## Instruction a:
Copy the records word for word, beginning at the line that contains "Query: pink rose" and continuing through the final line of the records, with both ends included. Leave the pictures out of your copy.
☆ ☆ ☆ ☆ ☆
Sunday, 27 May 2012

Tracey Emin exhibition at The Turner Contemporary Margate, first impressions and pictures from my sketchpad today.

The picture above is the last one I drew today, I sketched it and watercoloured it sitting on a towel, on Ramsgate Sands, I wouldn’t have thought this possible and the reason I even tried at all is to do with Turner’s sketchbooks.



I know the camera never lies and all that, but the colour of the sky in the painting is much closer, blue getting more ochreish (browny yellow) towards the horizon in the painting than the photo. The irony is that I used the same camera to photograph the painting as I did to photograph the sky. 


I took a couple of photos showing the place and equipment, because if anyone had said to me that they had managed a watercolour, sitting on a towel on sand while their children played in the sea, I don’t think I would have believed them. 

The pictures in this post will probably enlarge if you click on them compulsively, the one above, the first one I did when I got to Margate at about 9 this morning was done sitting on the steps of the Droit House, I was sleepy, so you can either describe it as not very good or dreamy.


You will have to give me time here as I am trying to find the right words to describe the exhibition in the gallery and at 9 this morning it hadn’t opened.  

I then went to the café in the shed like structure in the old town and got a cup of tea, half pint mug 60p and sat outside sketching the picture above, while I waited for the gallery to open.
☆ ☆ ☆ ☆ ☆
## Instruction b:
Check each statement against the sketchbook post and answer yes or no, quoting the words from the post that settle it. (i) The last picture of the day was sketched and watercolored while sitting on a towel on Ramsgate Sands. (ii) The gallery was already open at 9 in the morning. (iii) A half pint mug of tea at the café cost 60p.
☆ ☆ ☆ ☆ ☆
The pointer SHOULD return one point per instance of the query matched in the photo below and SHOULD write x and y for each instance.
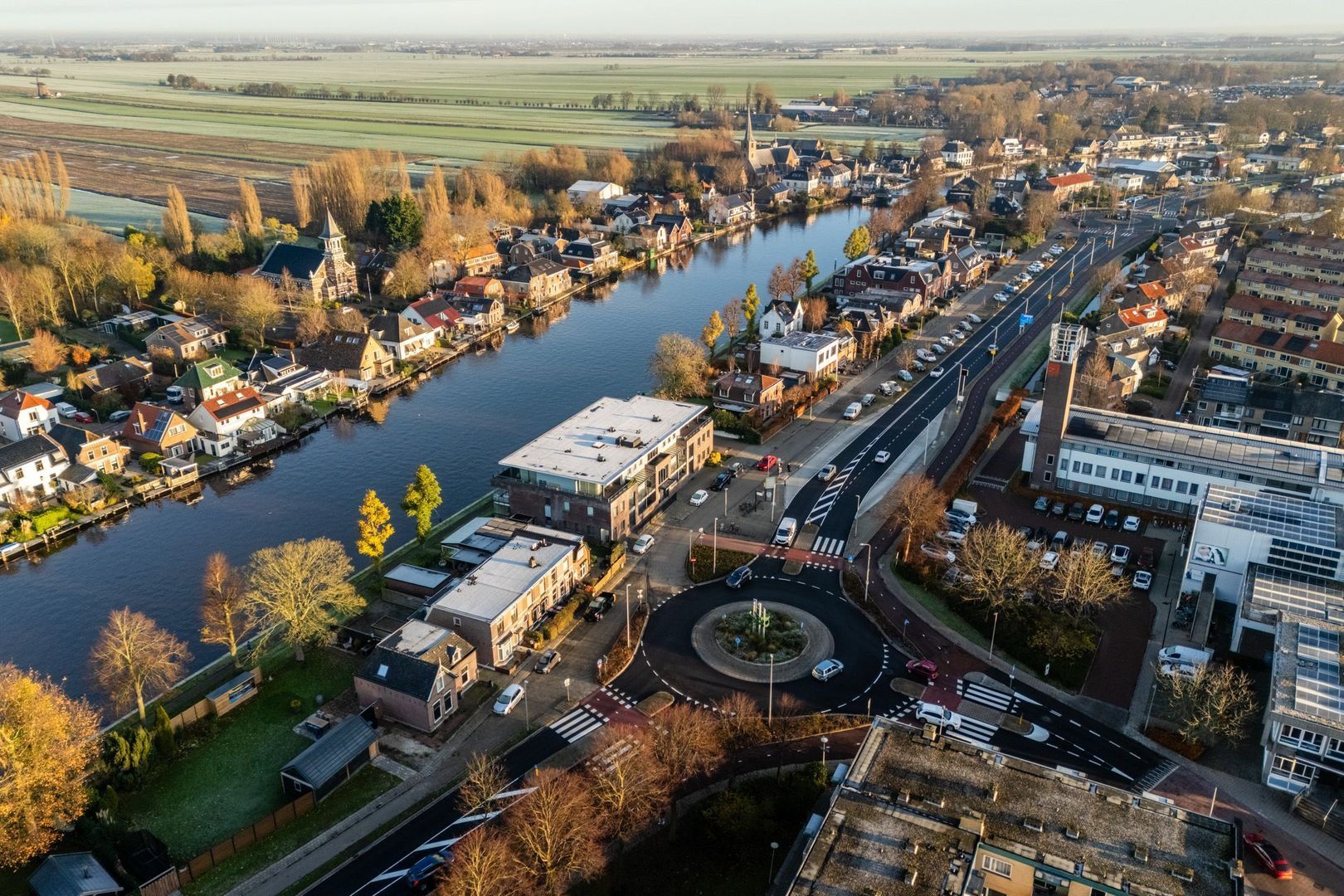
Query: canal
(460, 423)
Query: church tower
(1066, 342)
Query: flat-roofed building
(923, 817)
(604, 472)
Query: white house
(23, 414)
(598, 190)
(219, 421)
(30, 469)
(780, 319)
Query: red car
(1268, 856)
(928, 670)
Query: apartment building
(604, 472)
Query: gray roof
(73, 874)
(325, 759)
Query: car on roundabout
(827, 670)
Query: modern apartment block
(604, 472)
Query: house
(73, 874)
(730, 210)
(596, 191)
(158, 430)
(608, 469)
(956, 152)
(417, 674)
(127, 377)
(533, 282)
(190, 340)
(522, 581)
(323, 275)
(340, 752)
(207, 379)
(23, 414)
(281, 379)
(590, 256)
(353, 356)
(479, 261)
(743, 392)
(221, 421)
(93, 450)
(30, 469)
(401, 336)
(480, 314)
(780, 319)
(438, 314)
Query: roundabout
(711, 641)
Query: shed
(342, 751)
(73, 874)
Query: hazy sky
(283, 19)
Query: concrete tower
(1066, 342)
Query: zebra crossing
(830, 547)
(578, 723)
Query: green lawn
(353, 794)
(231, 778)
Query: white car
(934, 715)
(827, 670)
(509, 698)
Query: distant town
(968, 520)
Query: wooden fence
(225, 850)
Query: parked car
(509, 698)
(738, 577)
(827, 670)
(926, 670)
(934, 715)
(426, 871)
(1268, 856)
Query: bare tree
(555, 832)
(485, 778)
(225, 611)
(134, 655)
(1213, 703)
(918, 509)
(997, 567)
(629, 786)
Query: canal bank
(459, 422)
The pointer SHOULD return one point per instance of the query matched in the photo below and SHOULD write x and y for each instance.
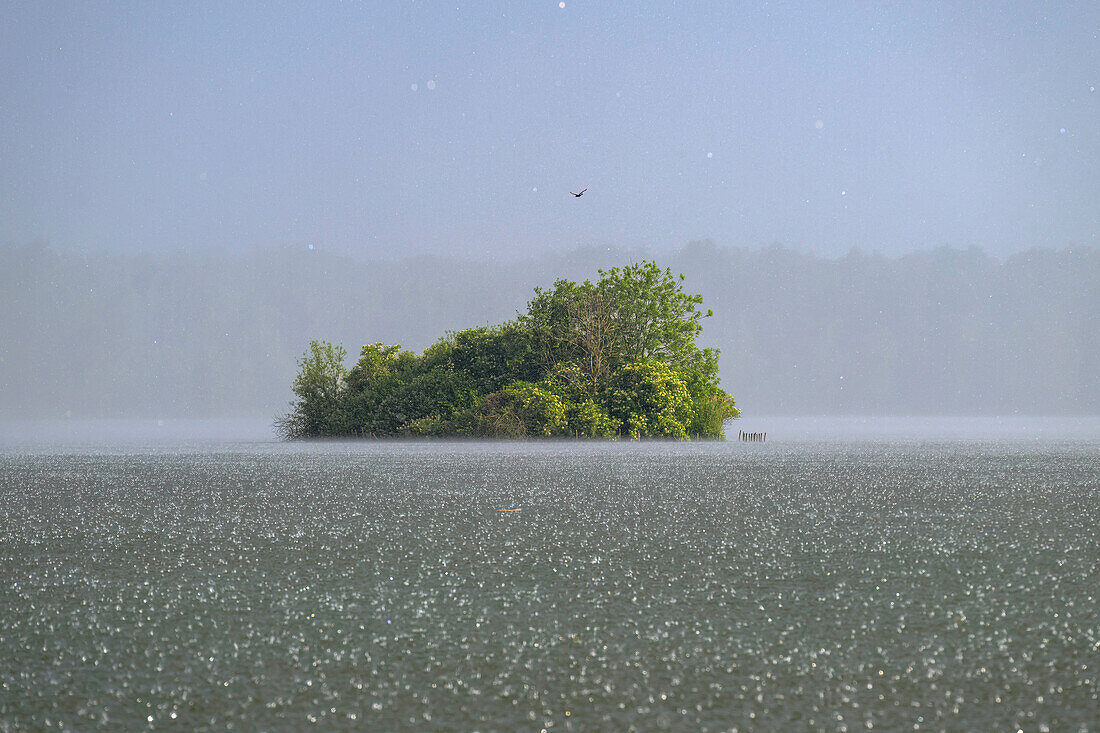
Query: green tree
(320, 390)
(631, 314)
(590, 359)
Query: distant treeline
(217, 334)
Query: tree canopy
(606, 359)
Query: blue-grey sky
(461, 127)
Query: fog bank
(216, 334)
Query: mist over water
(565, 586)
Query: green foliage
(651, 400)
(587, 359)
(319, 386)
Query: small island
(615, 358)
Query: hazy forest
(209, 332)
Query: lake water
(943, 578)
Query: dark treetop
(605, 359)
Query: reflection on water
(889, 584)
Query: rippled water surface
(552, 586)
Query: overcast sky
(461, 127)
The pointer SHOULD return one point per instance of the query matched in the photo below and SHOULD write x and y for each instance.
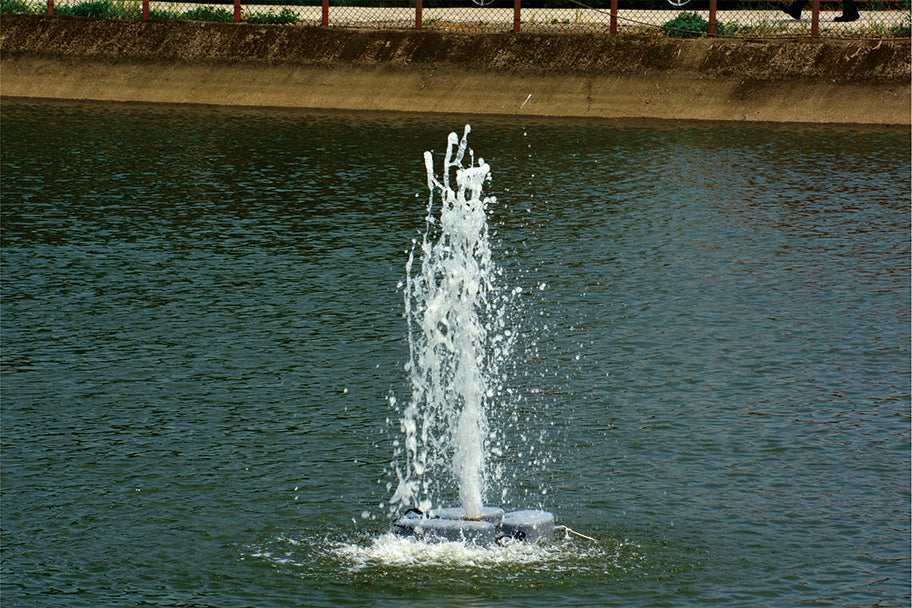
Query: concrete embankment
(580, 75)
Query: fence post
(712, 18)
(815, 19)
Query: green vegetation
(17, 7)
(208, 13)
(100, 9)
(285, 17)
(689, 25)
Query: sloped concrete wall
(826, 81)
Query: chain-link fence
(739, 18)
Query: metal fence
(720, 18)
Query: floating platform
(494, 526)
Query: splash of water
(455, 320)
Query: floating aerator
(494, 525)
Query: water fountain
(457, 339)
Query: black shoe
(791, 10)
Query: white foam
(392, 550)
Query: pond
(203, 328)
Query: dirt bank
(865, 81)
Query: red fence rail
(611, 16)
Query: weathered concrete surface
(864, 81)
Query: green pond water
(202, 325)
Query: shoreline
(556, 75)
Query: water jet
(457, 340)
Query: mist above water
(457, 340)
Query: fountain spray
(453, 319)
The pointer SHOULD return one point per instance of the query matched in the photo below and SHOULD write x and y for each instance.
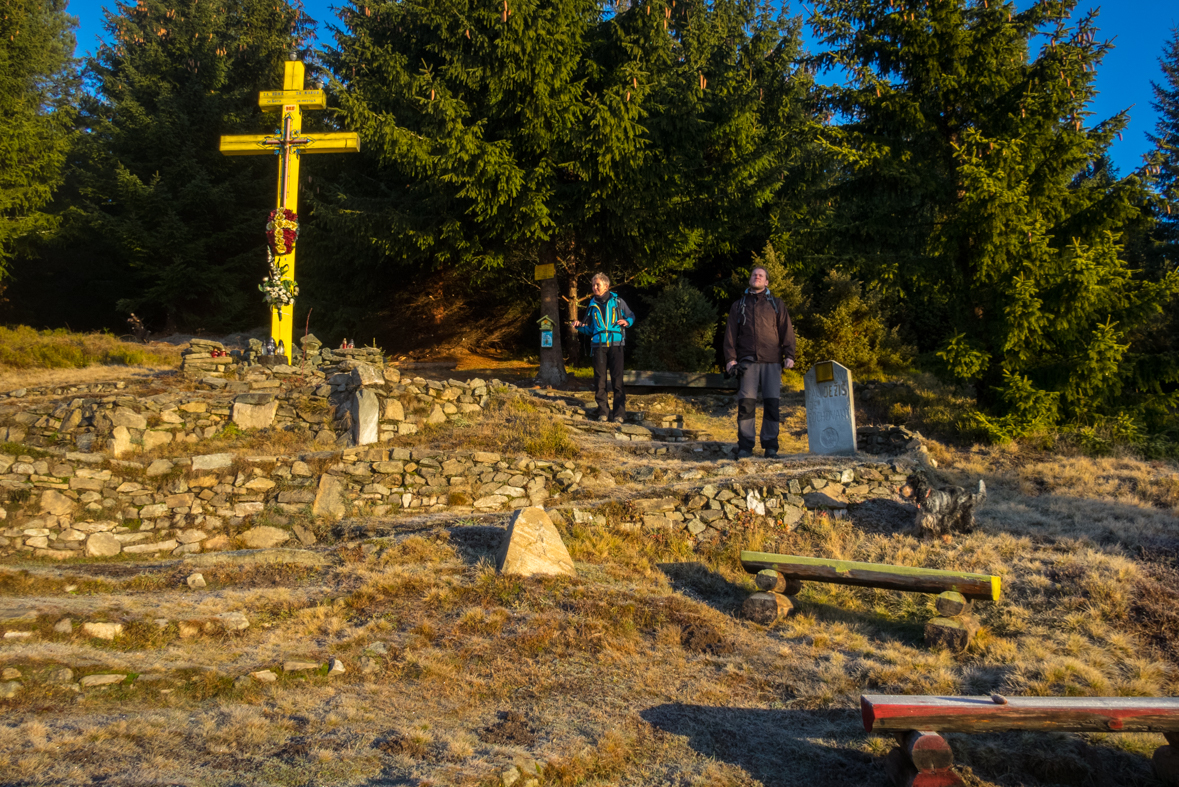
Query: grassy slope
(636, 673)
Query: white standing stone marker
(366, 415)
(830, 409)
(532, 546)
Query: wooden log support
(923, 759)
(953, 603)
(771, 581)
(981, 714)
(904, 774)
(950, 633)
(765, 608)
(982, 587)
(927, 751)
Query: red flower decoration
(282, 231)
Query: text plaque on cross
(288, 143)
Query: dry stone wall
(87, 504)
(111, 418)
(709, 511)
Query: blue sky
(1139, 30)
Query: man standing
(759, 341)
(607, 318)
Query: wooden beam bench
(678, 379)
(779, 576)
(923, 758)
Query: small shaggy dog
(942, 511)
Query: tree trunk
(552, 362)
(571, 312)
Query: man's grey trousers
(766, 378)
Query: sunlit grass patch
(25, 348)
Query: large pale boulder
(532, 546)
(366, 417)
(103, 544)
(329, 498)
(211, 461)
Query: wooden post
(922, 760)
(874, 575)
(552, 361)
(289, 143)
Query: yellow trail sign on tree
(288, 143)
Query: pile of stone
(78, 504)
(371, 356)
(709, 511)
(324, 408)
(63, 390)
(197, 359)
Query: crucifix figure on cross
(289, 143)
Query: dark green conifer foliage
(678, 334)
(560, 131)
(967, 191)
(38, 80)
(1166, 147)
(163, 213)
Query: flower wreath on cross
(282, 231)
(276, 290)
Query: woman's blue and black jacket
(600, 323)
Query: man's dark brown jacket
(758, 330)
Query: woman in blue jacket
(607, 317)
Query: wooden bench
(679, 379)
(923, 758)
(779, 576)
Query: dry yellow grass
(636, 673)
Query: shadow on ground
(697, 581)
(779, 748)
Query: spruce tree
(558, 131)
(38, 81)
(1166, 150)
(972, 190)
(175, 227)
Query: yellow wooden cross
(288, 143)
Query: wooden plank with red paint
(981, 714)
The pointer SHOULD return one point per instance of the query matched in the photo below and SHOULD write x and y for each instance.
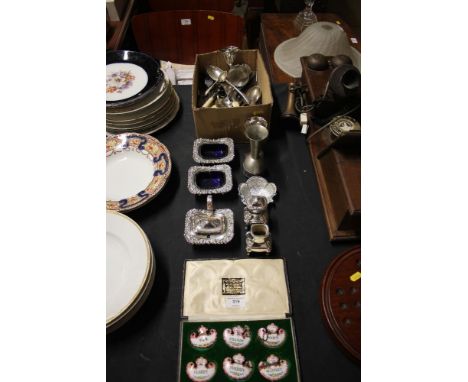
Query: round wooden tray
(341, 301)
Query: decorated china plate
(137, 168)
(130, 76)
(128, 264)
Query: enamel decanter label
(274, 368)
(237, 337)
(237, 368)
(203, 338)
(272, 336)
(201, 370)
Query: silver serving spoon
(217, 74)
(253, 94)
(239, 75)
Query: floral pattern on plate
(119, 81)
(152, 149)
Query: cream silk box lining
(266, 291)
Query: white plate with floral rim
(128, 264)
(149, 126)
(138, 166)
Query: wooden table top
(119, 28)
(278, 27)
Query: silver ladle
(253, 94)
(219, 75)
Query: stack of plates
(138, 96)
(130, 269)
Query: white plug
(304, 125)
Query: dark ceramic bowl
(151, 66)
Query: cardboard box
(229, 122)
(116, 9)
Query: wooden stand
(337, 164)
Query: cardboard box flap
(229, 289)
(229, 122)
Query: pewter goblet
(256, 131)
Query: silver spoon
(216, 74)
(239, 75)
(253, 94)
(220, 75)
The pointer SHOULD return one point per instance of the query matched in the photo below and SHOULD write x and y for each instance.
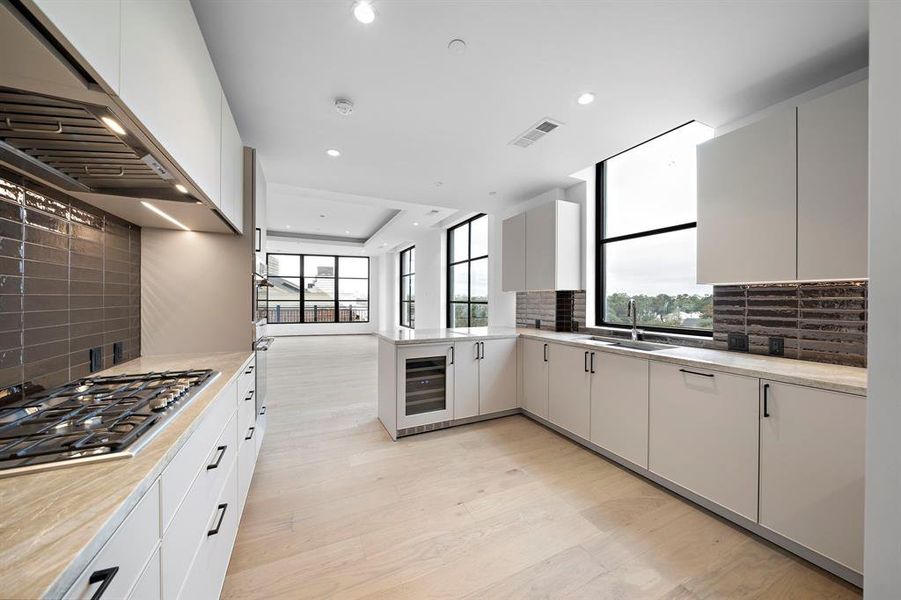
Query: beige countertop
(851, 380)
(52, 523)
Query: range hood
(67, 145)
(61, 126)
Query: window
(647, 232)
(467, 273)
(313, 288)
(408, 287)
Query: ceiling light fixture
(363, 12)
(113, 124)
(169, 218)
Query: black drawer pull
(213, 465)
(697, 373)
(215, 529)
(106, 577)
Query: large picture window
(408, 287)
(314, 288)
(467, 273)
(647, 235)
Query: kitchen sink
(635, 345)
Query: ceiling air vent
(535, 133)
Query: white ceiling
(424, 115)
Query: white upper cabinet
(543, 252)
(513, 239)
(232, 205)
(168, 81)
(832, 185)
(93, 29)
(747, 203)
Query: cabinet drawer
(149, 586)
(181, 471)
(247, 379)
(185, 534)
(122, 559)
(247, 458)
(207, 573)
(703, 434)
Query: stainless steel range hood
(60, 126)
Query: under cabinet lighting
(113, 124)
(168, 217)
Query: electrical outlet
(96, 359)
(777, 346)
(738, 342)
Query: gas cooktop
(95, 418)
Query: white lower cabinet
(812, 469)
(619, 406)
(497, 376)
(569, 389)
(120, 563)
(207, 572)
(535, 376)
(703, 434)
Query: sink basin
(635, 345)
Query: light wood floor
(499, 509)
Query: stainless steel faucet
(632, 311)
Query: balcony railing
(316, 314)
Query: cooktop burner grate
(92, 418)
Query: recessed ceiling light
(113, 124)
(363, 12)
(457, 47)
(169, 218)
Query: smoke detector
(344, 106)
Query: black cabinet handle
(213, 465)
(104, 577)
(697, 373)
(215, 529)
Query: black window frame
(412, 301)
(450, 264)
(600, 274)
(336, 309)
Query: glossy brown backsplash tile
(69, 281)
(822, 322)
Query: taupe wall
(195, 292)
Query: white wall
(292, 246)
(882, 554)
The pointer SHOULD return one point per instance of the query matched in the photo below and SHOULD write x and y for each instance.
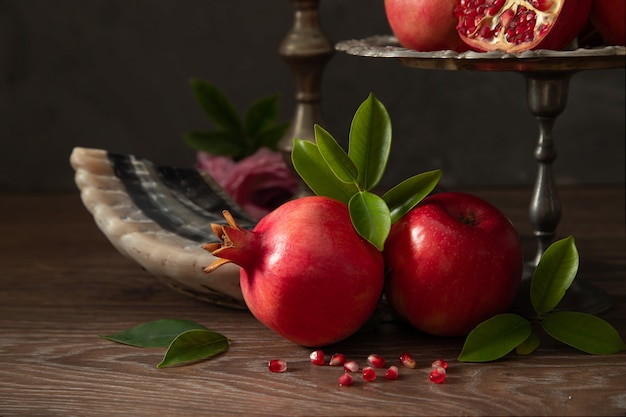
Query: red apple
(609, 19)
(424, 25)
(454, 261)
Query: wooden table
(62, 284)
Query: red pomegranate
(520, 25)
(609, 19)
(424, 25)
(305, 271)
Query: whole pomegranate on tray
(305, 272)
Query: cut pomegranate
(406, 359)
(440, 363)
(351, 366)
(345, 380)
(392, 373)
(277, 365)
(337, 359)
(317, 357)
(369, 374)
(520, 25)
(376, 361)
(437, 375)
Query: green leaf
(554, 274)
(336, 158)
(194, 345)
(406, 195)
(261, 115)
(158, 333)
(216, 143)
(584, 332)
(308, 162)
(370, 141)
(529, 345)
(494, 338)
(370, 217)
(216, 105)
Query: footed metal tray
(159, 216)
(386, 46)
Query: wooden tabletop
(62, 284)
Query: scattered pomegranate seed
(392, 373)
(437, 375)
(440, 362)
(337, 359)
(317, 357)
(369, 374)
(376, 361)
(351, 366)
(277, 365)
(406, 359)
(345, 380)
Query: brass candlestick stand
(306, 49)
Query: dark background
(113, 74)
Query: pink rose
(258, 183)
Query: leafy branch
(236, 136)
(501, 334)
(350, 176)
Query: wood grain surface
(62, 284)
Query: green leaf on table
(494, 338)
(370, 141)
(194, 345)
(370, 217)
(584, 332)
(406, 195)
(158, 333)
(554, 274)
(336, 158)
(529, 345)
(315, 172)
(216, 105)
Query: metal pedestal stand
(547, 75)
(306, 49)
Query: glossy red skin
(424, 25)
(446, 276)
(609, 19)
(306, 273)
(572, 19)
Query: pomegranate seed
(277, 365)
(437, 375)
(406, 359)
(440, 363)
(369, 374)
(376, 361)
(317, 357)
(345, 380)
(392, 373)
(337, 359)
(351, 366)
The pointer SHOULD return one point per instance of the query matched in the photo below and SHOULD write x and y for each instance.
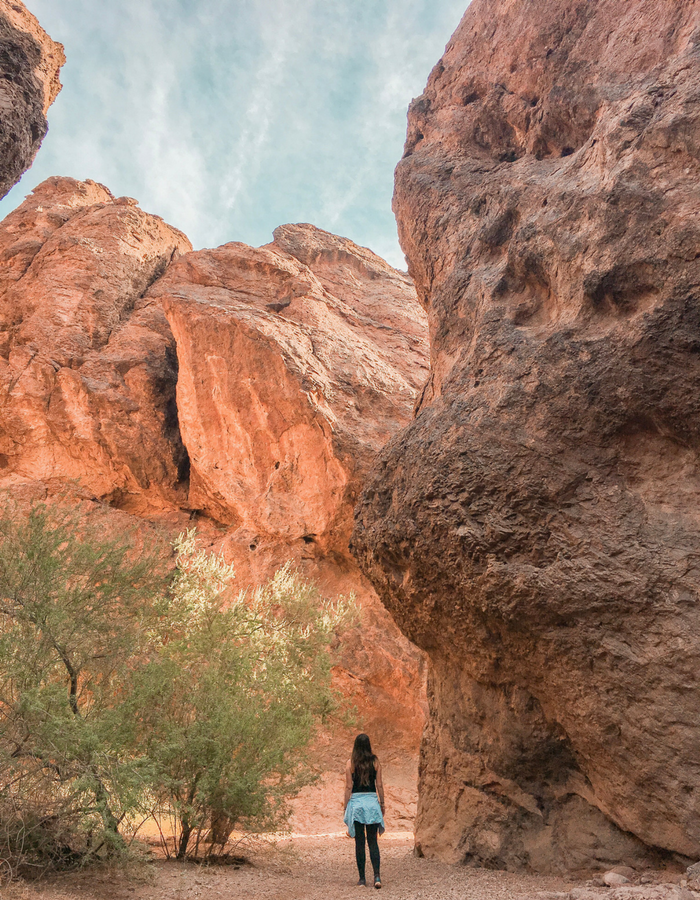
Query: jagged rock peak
(30, 63)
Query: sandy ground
(305, 867)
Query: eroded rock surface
☆ ☆ ☆ ☆ ☆
## Right answer a:
Query: pink rose
(258, 183)
Query: leafy branch
(236, 136)
(501, 334)
(350, 176)
Query: wood grain surface
(62, 284)
Query: green leaf on table
(494, 338)
(370, 141)
(194, 345)
(370, 217)
(584, 332)
(406, 195)
(158, 333)
(554, 274)
(336, 158)
(529, 345)
(315, 172)
(216, 105)
Query: metal pedestal stand
(547, 75)
(306, 49)
Query: glossy red skin
(424, 25)
(446, 276)
(609, 19)
(306, 273)
(572, 19)
Query: pomegranate seed
(277, 365)
(437, 375)
(406, 359)
(440, 363)
(369, 374)
(376, 361)
(317, 357)
(345, 380)
(392, 373)
(337, 359)
(351, 366)
The pointer SHOULD return one point per instance of the query matched in the photo below and SHOULD write x and y for each instance.
Query: jagged rock peak
(30, 63)
Query: sandy ground
(305, 867)
Query: eroded rock surface

## Right answer b:
(i) Yes: "I sketched it and watercoloured it sitting on a towel, on Ramsgate Sands"
(ii) No: "at 9 this morning it hadn’t opened"
(iii) Yes: "half pint mug 60p"